SELECTED TEXT:
--------------------

# Tenon making



## phillipd11 (Nov 5, 2009)

I'm making flat panel doors for a 22 inch wide closet.
I'm using a Tongue and Groove bit set
I don't have any problems making the groove in the Stiles.
What I'm having trouble with is making the tongue (Tenon)
on the each end of the rail. 
Rail
wide= 2-1/2" 
long= 6"
thick= 3/4
tenon= 1/2"
Is there Jig I can make or buy that I could hold the work piece
and scrap wood and be able to move them across the bit smoothly.
Phillip


----------



## dirkost (Jul 8, 2009)

Hi Ho Philip: One simple solution is to just use a backer board about 6 or 8 inches square. You can put a handle on it if you want to. This holds your workpiece square to the fence and provides backup for chipout. You can use MDF, plywood, or the same material you are routing.

Good luck, Dirk


----------



## bobj3 (Jan 17, 2006)

You can buy one from below

MLCS Safety Accessories


=======



phillipd11 said:


> I'm making flat panel doors for a 22 inch wide closet.
> I'm using a Tongue and Groove bit set
> I don't have any problems making the groove in the Stiles.
> What I'm having trouble with is making the tongue (Tenon)
> ...


----------



## phillipd11 (Nov 5, 2009)

Thanks Dirko
One other question; Can I clamp the work piece and backer board together.
Thanks


----------



## phillipd11 (Nov 5, 2009)

Thanks Bobj3
I looked at the MLCS coping jigs. It appears to me that the coping cut is not the same as a tongue and groove. If I usd a coping jig it appears to me that It would cut into the sled. I'm new so I still trying to figure out a lot of thiing.
Thanks


----------



## bobj3 (Jan 17, 2006)

Hi 

It will some times that's why they sale the replacement backer blocks as well ...BUT I will say you can make your own backer blocks out of MDF for each type of profile you have..or want to use the sled for, quick way to make your own setup blocks..

=======




phillipd11 said:


> Thanks Bobj3
> I looked at the MLCS coping jigs. It appears to me that the coping cut is not the same as a tongue and groove. If I usd a coping jig it appears to me that It would cut into the sled. I'm new so I still trying to figure out a lot of thiing.
> Thanks


----------



## maniac424 (Jan 17, 2010)

*Make Your Own Rail Coping Jig*

You can make your own jig for a lot less. The below site has a good design.


----------



## bobj3 (Jan 17, 2006)

--------------------

REQUIREMENT 1:
In the tenon-making thread, how wide is the closet that the flat panel doors are being made for?

EXERCISE MATERIAL:

--------------------

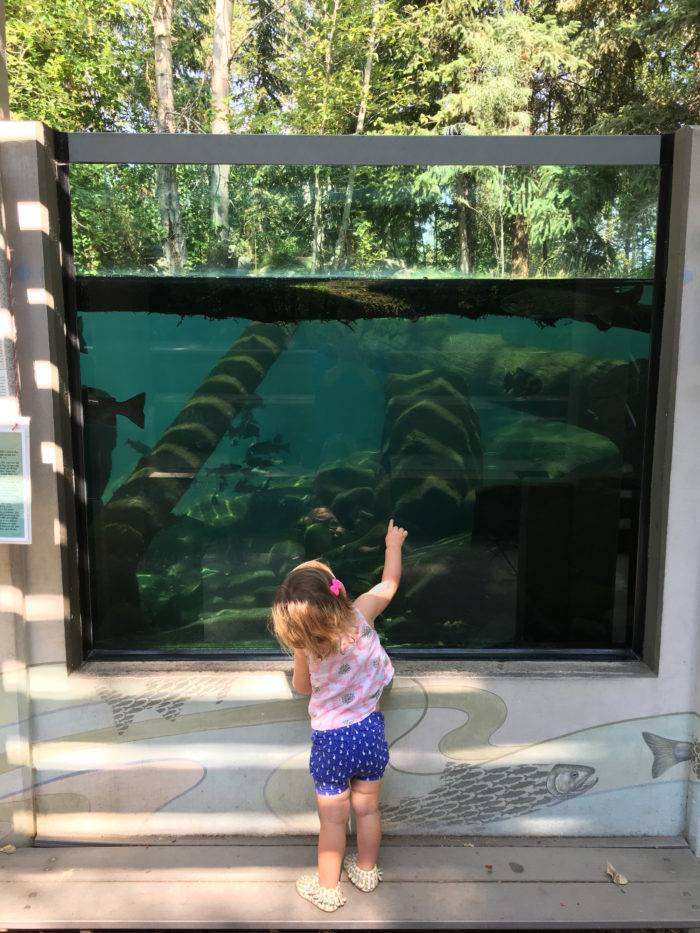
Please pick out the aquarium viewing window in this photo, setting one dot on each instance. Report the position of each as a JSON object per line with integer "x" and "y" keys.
{"x": 377, "y": 328}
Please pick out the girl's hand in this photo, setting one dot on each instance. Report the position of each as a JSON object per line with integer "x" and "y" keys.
{"x": 395, "y": 536}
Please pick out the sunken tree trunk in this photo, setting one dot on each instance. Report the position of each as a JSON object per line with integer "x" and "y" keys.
{"x": 142, "y": 506}
{"x": 431, "y": 452}
{"x": 166, "y": 179}
{"x": 219, "y": 191}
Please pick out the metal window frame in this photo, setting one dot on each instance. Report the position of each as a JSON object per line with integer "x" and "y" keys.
{"x": 260, "y": 149}
{"x": 137, "y": 148}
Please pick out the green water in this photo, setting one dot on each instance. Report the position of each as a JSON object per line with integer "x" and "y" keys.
{"x": 510, "y": 450}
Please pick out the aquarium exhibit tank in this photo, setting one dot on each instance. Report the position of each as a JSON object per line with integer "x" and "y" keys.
{"x": 464, "y": 349}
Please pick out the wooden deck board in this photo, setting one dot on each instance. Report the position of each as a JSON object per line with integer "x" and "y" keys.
{"x": 251, "y": 887}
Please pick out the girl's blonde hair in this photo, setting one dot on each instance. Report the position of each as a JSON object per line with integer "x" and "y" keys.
{"x": 306, "y": 615}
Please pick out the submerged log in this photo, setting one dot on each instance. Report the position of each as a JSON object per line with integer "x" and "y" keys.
{"x": 143, "y": 504}
{"x": 604, "y": 303}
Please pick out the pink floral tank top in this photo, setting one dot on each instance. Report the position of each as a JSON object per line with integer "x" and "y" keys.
{"x": 345, "y": 687}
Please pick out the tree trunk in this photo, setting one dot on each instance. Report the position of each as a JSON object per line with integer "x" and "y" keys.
{"x": 219, "y": 191}
{"x": 317, "y": 234}
{"x": 166, "y": 178}
{"x": 465, "y": 227}
{"x": 339, "y": 252}
{"x": 519, "y": 254}
{"x": 142, "y": 505}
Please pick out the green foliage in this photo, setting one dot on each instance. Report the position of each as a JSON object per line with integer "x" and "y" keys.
{"x": 445, "y": 66}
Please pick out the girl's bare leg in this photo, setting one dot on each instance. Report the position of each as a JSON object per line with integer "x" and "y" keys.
{"x": 364, "y": 796}
{"x": 333, "y": 812}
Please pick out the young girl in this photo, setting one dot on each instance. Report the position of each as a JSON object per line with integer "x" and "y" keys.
{"x": 340, "y": 663}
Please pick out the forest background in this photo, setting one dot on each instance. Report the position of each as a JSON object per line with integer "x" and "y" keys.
{"x": 360, "y": 66}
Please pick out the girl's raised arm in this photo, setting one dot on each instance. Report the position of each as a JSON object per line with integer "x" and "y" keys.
{"x": 301, "y": 679}
{"x": 375, "y": 601}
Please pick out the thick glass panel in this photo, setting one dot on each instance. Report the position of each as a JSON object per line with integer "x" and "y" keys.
{"x": 465, "y": 349}
{"x": 221, "y": 452}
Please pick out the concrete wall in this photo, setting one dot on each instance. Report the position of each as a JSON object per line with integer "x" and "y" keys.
{"x": 166, "y": 750}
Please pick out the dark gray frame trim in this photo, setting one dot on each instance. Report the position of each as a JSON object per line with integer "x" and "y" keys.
{"x": 206, "y": 148}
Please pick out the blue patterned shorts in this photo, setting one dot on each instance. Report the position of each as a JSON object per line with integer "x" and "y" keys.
{"x": 355, "y": 751}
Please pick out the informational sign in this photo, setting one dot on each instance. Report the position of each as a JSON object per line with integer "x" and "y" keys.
{"x": 15, "y": 483}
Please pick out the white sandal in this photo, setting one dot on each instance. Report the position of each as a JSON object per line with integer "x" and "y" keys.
{"x": 328, "y": 899}
{"x": 366, "y": 879}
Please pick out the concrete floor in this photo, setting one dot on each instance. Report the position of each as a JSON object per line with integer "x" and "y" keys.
{"x": 250, "y": 885}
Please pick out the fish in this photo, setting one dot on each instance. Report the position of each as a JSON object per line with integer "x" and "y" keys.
{"x": 268, "y": 447}
{"x": 261, "y": 462}
{"x": 225, "y": 469}
{"x": 245, "y": 430}
{"x": 320, "y": 515}
{"x": 100, "y": 411}
{"x": 472, "y": 794}
{"x": 244, "y": 485}
{"x": 103, "y": 405}
{"x": 138, "y": 446}
{"x": 522, "y": 383}
{"x": 669, "y": 752}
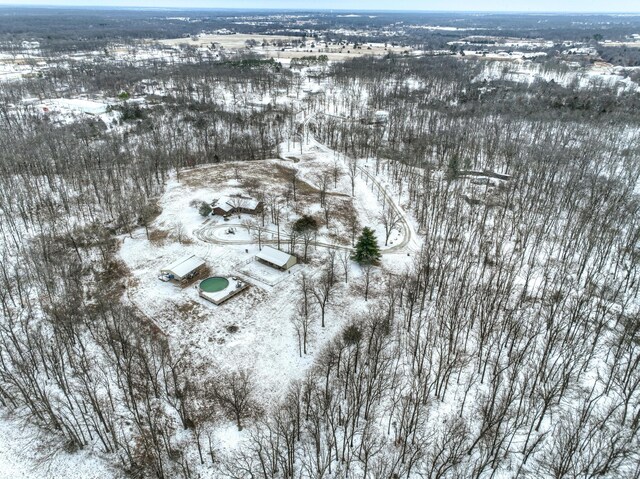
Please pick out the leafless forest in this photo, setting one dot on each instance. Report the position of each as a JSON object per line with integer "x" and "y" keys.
{"x": 509, "y": 348}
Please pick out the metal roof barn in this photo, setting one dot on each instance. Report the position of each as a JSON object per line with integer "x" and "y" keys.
{"x": 183, "y": 267}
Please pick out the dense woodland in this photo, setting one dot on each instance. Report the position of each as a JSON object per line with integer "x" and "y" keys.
{"x": 510, "y": 348}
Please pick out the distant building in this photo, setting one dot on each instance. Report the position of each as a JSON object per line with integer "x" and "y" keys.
{"x": 276, "y": 258}
{"x": 237, "y": 204}
{"x": 184, "y": 268}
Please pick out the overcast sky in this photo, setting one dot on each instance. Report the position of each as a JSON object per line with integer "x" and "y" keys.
{"x": 443, "y": 5}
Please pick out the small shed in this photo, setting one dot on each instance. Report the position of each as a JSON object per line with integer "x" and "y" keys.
{"x": 276, "y": 258}
{"x": 184, "y": 268}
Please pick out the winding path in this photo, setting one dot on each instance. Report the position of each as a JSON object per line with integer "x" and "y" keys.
{"x": 215, "y": 233}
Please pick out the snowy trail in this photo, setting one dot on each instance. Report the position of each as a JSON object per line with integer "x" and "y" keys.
{"x": 409, "y": 242}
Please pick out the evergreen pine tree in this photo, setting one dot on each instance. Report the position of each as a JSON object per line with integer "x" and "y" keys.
{"x": 367, "y": 249}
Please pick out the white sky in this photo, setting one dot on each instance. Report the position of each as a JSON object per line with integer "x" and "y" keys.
{"x": 631, "y": 6}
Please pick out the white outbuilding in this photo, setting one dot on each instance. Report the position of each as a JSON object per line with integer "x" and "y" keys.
{"x": 276, "y": 258}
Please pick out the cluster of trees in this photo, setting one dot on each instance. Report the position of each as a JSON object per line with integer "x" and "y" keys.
{"x": 510, "y": 346}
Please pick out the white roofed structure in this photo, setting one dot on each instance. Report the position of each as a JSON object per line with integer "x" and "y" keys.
{"x": 276, "y": 258}
{"x": 184, "y": 267}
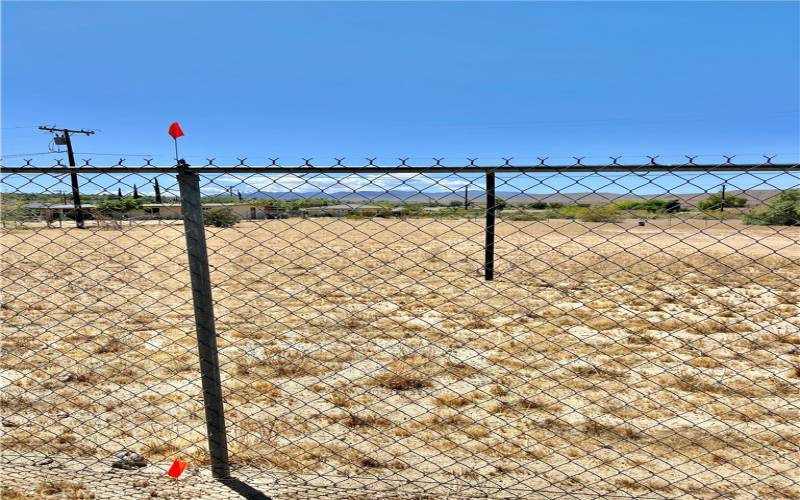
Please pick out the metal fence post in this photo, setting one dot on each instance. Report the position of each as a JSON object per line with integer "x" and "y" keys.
{"x": 189, "y": 183}
{"x": 490, "y": 218}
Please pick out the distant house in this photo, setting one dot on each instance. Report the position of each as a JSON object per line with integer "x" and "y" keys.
{"x": 243, "y": 210}
{"x": 344, "y": 210}
{"x": 54, "y": 211}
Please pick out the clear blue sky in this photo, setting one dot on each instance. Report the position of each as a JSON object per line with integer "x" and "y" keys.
{"x": 403, "y": 79}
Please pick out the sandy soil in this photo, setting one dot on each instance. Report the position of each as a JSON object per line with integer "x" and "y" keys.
{"x": 661, "y": 360}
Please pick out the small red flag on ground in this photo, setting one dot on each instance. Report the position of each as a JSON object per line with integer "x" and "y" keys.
{"x": 178, "y": 466}
{"x": 175, "y": 130}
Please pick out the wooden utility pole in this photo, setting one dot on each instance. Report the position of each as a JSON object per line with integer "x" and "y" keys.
{"x": 73, "y": 177}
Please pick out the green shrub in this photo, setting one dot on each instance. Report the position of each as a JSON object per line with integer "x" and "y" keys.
{"x": 220, "y": 217}
{"x": 715, "y": 202}
{"x": 654, "y": 205}
{"x": 783, "y": 210}
{"x": 598, "y": 213}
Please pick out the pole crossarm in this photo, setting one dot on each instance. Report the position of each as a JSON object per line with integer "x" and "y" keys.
{"x": 67, "y": 130}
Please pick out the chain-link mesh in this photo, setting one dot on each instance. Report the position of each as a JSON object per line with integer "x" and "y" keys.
{"x": 639, "y": 335}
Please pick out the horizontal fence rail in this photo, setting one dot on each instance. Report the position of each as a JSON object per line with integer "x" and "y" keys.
{"x": 375, "y": 331}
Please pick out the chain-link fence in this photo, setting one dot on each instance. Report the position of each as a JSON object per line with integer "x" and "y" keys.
{"x": 403, "y": 331}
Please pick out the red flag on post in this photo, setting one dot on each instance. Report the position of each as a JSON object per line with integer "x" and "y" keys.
{"x": 175, "y": 130}
{"x": 178, "y": 466}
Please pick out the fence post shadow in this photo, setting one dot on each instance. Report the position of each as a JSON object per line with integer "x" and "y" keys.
{"x": 245, "y": 490}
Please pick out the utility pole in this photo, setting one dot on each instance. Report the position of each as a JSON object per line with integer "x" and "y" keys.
{"x": 73, "y": 177}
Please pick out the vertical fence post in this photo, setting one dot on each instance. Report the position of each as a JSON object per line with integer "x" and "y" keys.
{"x": 189, "y": 183}
{"x": 488, "y": 266}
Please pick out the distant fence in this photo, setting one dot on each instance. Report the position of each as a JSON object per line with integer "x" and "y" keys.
{"x": 503, "y": 331}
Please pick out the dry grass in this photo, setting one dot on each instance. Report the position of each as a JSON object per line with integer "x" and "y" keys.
{"x": 346, "y": 347}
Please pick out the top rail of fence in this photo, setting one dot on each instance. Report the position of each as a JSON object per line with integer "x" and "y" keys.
{"x": 403, "y": 168}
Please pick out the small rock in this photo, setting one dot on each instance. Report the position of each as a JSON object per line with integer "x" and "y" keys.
{"x": 9, "y": 422}
{"x": 128, "y": 460}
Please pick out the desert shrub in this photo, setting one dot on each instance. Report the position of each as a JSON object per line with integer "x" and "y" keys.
{"x": 715, "y": 202}
{"x": 500, "y": 204}
{"x": 568, "y": 212}
{"x": 598, "y": 213}
{"x": 783, "y": 210}
{"x": 220, "y": 217}
{"x": 654, "y": 205}
{"x": 522, "y": 215}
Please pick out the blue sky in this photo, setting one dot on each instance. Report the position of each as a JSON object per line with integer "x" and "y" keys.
{"x": 415, "y": 80}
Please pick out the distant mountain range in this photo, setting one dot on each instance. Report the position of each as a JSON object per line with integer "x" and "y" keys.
{"x": 754, "y": 197}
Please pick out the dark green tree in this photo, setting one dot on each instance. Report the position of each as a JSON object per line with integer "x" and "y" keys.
{"x": 783, "y": 210}
{"x": 220, "y": 217}
{"x": 157, "y": 190}
{"x": 715, "y": 202}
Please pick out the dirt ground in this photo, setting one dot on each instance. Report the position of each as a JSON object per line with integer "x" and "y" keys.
{"x": 604, "y": 359}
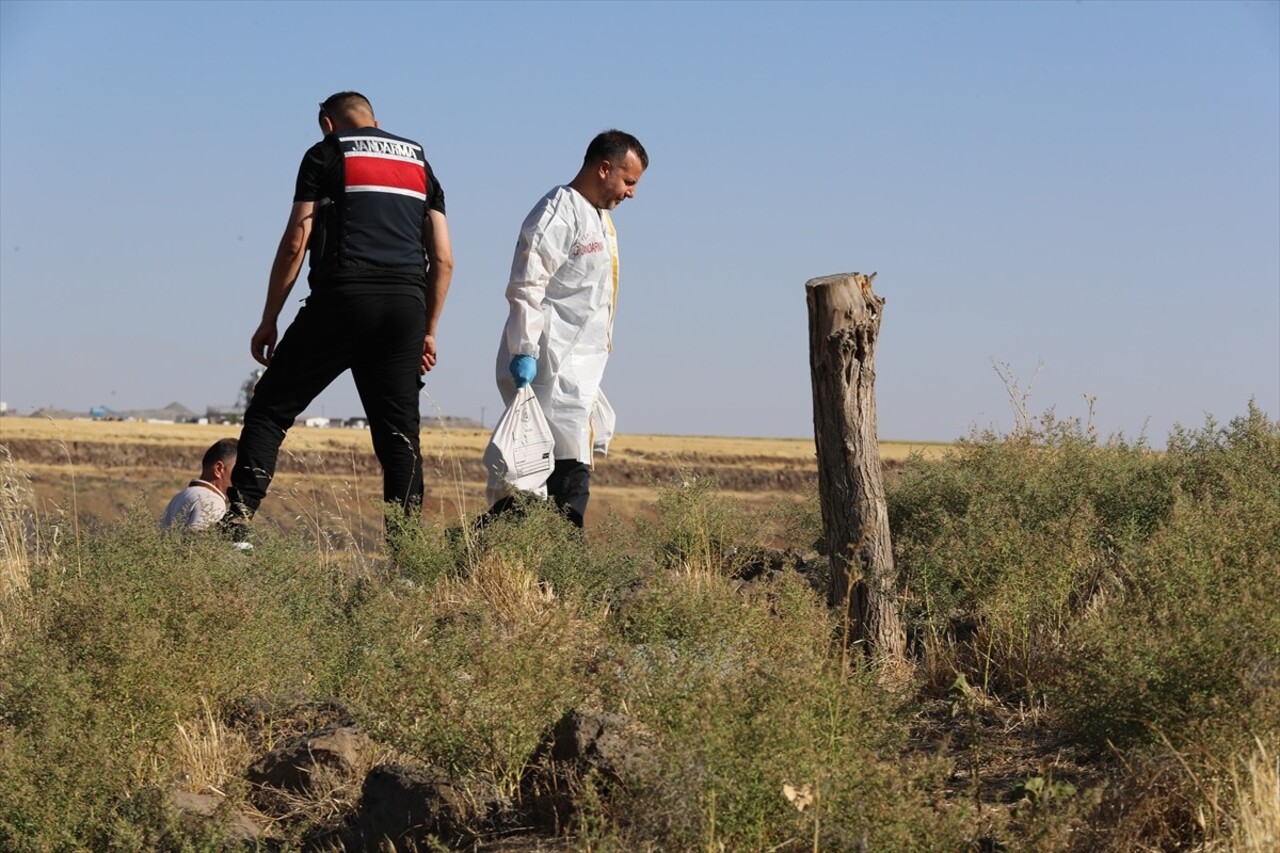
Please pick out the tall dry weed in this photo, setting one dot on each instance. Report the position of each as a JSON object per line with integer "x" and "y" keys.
{"x": 1256, "y": 788}
{"x": 17, "y": 529}
{"x": 208, "y": 752}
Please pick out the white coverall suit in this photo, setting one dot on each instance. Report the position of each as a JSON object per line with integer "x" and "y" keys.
{"x": 562, "y": 293}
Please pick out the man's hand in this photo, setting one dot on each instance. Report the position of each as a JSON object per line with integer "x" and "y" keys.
{"x": 263, "y": 343}
{"x": 524, "y": 369}
{"x": 428, "y": 355}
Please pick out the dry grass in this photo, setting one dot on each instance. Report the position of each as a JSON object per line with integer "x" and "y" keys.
{"x": 1255, "y": 798}
{"x": 449, "y": 441}
{"x": 17, "y": 502}
{"x": 209, "y": 753}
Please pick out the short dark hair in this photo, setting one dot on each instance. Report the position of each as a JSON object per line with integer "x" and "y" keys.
{"x": 613, "y": 145}
{"x": 341, "y": 103}
{"x": 222, "y": 451}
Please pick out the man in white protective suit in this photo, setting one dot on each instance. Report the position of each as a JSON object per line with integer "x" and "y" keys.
{"x": 562, "y": 292}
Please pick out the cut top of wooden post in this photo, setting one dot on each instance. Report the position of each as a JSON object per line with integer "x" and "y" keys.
{"x": 846, "y": 299}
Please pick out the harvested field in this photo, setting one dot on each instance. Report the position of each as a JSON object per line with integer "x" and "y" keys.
{"x": 100, "y": 470}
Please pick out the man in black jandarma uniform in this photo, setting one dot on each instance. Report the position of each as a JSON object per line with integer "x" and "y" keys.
{"x": 371, "y": 214}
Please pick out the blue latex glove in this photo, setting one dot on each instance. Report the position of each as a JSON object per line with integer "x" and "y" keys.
{"x": 524, "y": 369}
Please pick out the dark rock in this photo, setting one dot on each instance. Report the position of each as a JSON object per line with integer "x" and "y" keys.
{"x": 210, "y": 807}
{"x": 292, "y": 766}
{"x": 414, "y": 804}
{"x": 584, "y": 747}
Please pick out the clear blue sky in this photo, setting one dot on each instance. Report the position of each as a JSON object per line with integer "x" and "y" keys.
{"x": 1088, "y": 186}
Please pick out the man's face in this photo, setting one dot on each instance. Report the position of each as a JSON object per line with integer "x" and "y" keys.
{"x": 223, "y": 474}
{"x": 620, "y": 179}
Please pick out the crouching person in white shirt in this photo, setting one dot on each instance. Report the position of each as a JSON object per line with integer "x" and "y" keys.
{"x": 204, "y": 501}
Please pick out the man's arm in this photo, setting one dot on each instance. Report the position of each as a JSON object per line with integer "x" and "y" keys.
{"x": 284, "y": 273}
{"x": 439, "y": 252}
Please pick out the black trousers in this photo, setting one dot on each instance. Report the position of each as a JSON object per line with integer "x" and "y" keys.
{"x": 378, "y": 336}
{"x": 568, "y": 487}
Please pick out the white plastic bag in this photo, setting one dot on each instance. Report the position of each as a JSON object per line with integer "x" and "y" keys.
{"x": 519, "y": 456}
{"x": 603, "y": 423}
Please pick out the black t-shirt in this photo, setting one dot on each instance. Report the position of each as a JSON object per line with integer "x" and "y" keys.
{"x": 320, "y": 177}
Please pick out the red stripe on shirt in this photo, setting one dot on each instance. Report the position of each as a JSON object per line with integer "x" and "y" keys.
{"x": 382, "y": 172}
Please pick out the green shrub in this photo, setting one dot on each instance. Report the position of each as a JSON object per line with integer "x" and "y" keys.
{"x": 748, "y": 696}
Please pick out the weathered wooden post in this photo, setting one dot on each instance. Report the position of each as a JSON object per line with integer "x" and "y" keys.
{"x": 844, "y": 323}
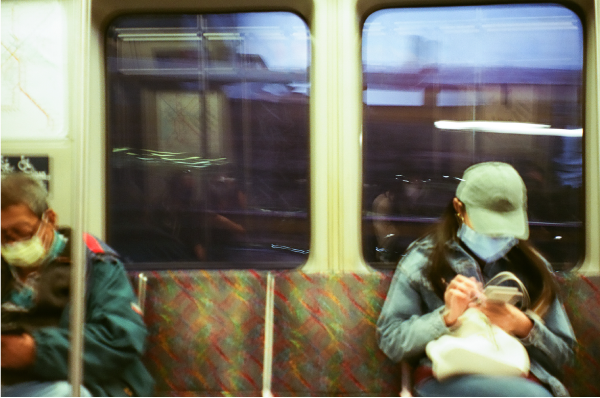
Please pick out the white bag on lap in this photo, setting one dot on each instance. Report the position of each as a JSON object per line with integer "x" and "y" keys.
{"x": 477, "y": 347}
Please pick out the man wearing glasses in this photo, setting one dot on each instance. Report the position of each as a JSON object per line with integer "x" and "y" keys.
{"x": 35, "y": 261}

--------------------

REQUIREMENT 2:
Find each line in the records containing the word "small" and copy it out. Case counts.

ANSWER 1:
22 inches

ANSWER 2:
Please pick out the small shed in this photo, setting one dot on each instance. Report the position of each as a JSON object per line with integer "x" and "y" keys.
Please pick out the small red flag on ground in this photo, setting one dot on each instance. Report the position of each as a JSON object per line with integer "x" and "y" keys.
Please pick out the small rock in this photo, setting one dot on each instance. Report the position of each as a JSON object per line with integer "x" and "y" keys.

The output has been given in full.